> Provided passage:
[Start of section]
For the first time, we have also shown nuclear localization of ALDH7A1 using subcellular fractionation, immunohistochemistry, and immunocytochemistry. Interestingly, ALDH7A1 expression is predominantly nuclear in endothelial cells. To date, nothing is known about the function of ALDH7A1 in the nucleus. Bioinformatic screening identified a single nuclear localization signal and a nuclear export signal (Fig. 5, A and B), indicating that the protein may shuttle between subcellular compartments. The predicted human nuclear localization signal and nuclear export signal mapped to accessible external α-helices on the ALDH7A1 crystal structure, supporting their potential role as targeting signals. Based on the broad substrate specificity of ALDH7A1 and lack of lysine degradation or betaine synthesis in the nucleus, it is possible that the enzyme's primary function is to metabolize substrates other than AASA or betaine aldehyde. Furthermore, the possibility cannot be excluded that the nuclear protein may have other non-catalytic functions.
[End of section]
> Extracted data entries:
[Start of section]
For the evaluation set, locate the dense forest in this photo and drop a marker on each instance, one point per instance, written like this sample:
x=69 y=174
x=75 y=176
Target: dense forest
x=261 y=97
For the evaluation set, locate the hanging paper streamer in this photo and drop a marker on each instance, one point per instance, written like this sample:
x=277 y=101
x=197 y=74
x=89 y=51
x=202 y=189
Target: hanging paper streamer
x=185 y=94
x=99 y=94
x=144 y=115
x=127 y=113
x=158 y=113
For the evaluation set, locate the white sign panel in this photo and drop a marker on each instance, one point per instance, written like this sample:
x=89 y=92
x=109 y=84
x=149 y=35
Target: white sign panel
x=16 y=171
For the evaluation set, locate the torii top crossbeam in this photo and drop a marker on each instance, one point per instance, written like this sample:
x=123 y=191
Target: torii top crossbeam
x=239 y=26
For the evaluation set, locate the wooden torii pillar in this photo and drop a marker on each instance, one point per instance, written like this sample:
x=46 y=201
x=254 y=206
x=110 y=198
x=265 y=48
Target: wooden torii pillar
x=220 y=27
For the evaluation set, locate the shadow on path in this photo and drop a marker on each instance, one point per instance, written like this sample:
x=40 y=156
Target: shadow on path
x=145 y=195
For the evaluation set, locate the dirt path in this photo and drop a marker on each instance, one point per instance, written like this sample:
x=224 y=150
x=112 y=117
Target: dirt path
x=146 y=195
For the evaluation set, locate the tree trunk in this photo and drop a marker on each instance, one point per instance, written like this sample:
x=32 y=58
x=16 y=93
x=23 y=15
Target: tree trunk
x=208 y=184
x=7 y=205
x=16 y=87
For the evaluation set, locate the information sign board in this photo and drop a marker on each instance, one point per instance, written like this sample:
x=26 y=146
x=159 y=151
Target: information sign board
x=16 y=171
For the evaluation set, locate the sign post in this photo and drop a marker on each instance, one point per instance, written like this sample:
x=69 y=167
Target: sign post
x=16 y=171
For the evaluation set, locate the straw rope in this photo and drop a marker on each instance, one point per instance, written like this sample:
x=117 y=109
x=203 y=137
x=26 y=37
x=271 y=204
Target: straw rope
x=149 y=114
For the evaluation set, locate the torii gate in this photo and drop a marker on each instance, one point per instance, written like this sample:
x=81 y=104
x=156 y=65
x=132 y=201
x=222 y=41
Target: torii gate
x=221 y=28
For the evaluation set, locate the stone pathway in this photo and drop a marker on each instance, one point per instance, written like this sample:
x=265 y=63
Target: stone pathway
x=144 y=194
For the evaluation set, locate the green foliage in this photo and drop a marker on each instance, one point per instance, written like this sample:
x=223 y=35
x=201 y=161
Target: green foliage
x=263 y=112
[End of section]
[Start of section]
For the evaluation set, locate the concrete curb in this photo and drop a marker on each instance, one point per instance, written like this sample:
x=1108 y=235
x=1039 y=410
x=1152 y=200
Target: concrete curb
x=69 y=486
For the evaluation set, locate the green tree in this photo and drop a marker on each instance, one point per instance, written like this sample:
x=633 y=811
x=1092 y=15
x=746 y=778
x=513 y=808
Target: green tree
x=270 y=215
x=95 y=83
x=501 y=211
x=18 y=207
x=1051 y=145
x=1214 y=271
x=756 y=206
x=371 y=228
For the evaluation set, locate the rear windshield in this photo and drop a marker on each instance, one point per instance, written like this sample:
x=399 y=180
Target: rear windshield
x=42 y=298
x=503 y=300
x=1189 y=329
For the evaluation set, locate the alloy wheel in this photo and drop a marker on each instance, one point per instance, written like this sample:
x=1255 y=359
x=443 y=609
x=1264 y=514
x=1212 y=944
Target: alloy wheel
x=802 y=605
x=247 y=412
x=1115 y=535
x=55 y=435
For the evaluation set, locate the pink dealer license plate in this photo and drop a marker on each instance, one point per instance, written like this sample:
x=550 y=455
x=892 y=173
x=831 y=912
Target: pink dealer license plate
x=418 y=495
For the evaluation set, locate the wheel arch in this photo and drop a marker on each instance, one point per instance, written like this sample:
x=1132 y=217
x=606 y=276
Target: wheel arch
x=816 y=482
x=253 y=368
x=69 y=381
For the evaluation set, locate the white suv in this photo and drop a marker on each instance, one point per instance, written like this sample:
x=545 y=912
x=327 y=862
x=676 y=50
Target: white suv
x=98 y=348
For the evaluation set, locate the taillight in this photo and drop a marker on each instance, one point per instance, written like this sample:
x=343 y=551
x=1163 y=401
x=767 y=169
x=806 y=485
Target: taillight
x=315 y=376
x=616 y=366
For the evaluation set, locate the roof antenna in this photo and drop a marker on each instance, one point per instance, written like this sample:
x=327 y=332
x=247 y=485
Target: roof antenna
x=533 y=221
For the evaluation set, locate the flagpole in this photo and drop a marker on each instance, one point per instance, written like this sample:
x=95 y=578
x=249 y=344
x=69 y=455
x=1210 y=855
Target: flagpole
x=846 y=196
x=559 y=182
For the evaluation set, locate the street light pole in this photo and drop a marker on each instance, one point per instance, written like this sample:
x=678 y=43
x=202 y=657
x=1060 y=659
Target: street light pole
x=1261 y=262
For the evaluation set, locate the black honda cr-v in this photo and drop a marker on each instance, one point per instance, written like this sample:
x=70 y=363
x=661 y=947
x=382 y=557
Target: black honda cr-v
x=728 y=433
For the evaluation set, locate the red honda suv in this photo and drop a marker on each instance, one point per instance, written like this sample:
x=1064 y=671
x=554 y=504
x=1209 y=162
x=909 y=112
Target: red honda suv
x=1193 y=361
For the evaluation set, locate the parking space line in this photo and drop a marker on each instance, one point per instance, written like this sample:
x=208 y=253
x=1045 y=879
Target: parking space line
[End of section]
> Activity 1:
According to the passage on ALDH7A1 in the nucleus, in which cells is ALDH7A1 expression predominantly nuclear?
> Activity 2:
Continue the passage on ALDH7A1 in the nucleus from its last sentence.

> Answer space 1:
Endothelial cells.

> Answer space 2:
In conclusion, we have shown that human ALDH7A1 attenuates hyperosmotic stress-induced apoptotic cell death, possibly through the synthesis of the osmolyte betaine. Results also support the involvement of ALDH7A1 in other vital physiological processes, including detoxification of reactive aldehydes generated during oxidative stress and lysine catabolism. This research greatly expands upon our understanding of mammalian ALDH7A1 and underscores the enzymes importance in maintaining cell homeostasis.